Written task.
List each line of the entries below that contains the word "Give".

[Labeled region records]
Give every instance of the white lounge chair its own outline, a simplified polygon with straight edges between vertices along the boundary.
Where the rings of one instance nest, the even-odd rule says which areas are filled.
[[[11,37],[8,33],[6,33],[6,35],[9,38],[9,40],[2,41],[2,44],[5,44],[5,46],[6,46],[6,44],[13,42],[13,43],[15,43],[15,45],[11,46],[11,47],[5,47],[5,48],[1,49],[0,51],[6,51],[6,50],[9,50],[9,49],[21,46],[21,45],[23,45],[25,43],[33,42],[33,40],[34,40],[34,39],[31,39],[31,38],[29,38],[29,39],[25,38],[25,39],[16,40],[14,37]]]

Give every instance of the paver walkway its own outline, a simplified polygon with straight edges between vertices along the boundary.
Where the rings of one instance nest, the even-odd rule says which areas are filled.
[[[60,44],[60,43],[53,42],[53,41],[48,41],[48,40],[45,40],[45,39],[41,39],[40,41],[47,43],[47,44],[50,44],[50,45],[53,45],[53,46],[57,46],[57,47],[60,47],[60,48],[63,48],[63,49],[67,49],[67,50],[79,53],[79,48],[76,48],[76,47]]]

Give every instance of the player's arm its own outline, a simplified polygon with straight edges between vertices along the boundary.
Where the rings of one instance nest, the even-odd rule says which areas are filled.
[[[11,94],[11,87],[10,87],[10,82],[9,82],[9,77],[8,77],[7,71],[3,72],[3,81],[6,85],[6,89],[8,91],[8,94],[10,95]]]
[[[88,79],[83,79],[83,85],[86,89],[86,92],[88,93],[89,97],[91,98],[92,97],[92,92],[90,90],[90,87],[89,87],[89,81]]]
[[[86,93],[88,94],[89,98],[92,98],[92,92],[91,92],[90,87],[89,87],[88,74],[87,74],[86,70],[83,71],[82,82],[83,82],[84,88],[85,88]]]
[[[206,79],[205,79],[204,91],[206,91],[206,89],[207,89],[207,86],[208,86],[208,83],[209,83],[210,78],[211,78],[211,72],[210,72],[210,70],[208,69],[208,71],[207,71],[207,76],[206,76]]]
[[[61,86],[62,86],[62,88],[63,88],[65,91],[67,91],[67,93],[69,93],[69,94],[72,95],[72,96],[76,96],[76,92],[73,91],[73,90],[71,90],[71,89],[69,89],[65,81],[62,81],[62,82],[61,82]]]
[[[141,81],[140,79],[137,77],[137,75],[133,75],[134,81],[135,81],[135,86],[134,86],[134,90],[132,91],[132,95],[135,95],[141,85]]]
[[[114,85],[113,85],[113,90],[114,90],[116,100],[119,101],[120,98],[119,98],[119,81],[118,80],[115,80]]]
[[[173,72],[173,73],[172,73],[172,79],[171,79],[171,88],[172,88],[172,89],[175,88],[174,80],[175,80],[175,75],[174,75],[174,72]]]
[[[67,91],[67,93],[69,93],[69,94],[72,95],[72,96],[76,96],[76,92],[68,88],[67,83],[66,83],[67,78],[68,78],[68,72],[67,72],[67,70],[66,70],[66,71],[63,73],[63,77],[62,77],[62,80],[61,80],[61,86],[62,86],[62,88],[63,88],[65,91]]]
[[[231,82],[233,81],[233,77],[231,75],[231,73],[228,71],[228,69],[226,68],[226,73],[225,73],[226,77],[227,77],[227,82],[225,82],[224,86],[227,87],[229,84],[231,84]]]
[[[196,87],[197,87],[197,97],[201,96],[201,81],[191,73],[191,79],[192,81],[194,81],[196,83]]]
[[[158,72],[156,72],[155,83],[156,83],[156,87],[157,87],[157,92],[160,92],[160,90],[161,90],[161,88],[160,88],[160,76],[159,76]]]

Written answer.
Give every instance of the white lounge chair its own outline, a simplified polygon with straight edges between vertices along the boundary.
Give every instance of the paver walkway its own outline, a simplified polygon with straight edges between vertices along the boundary.
Give every instance of the player's arm its own outline, a simplified polygon with straight edges between vertices along the boundary.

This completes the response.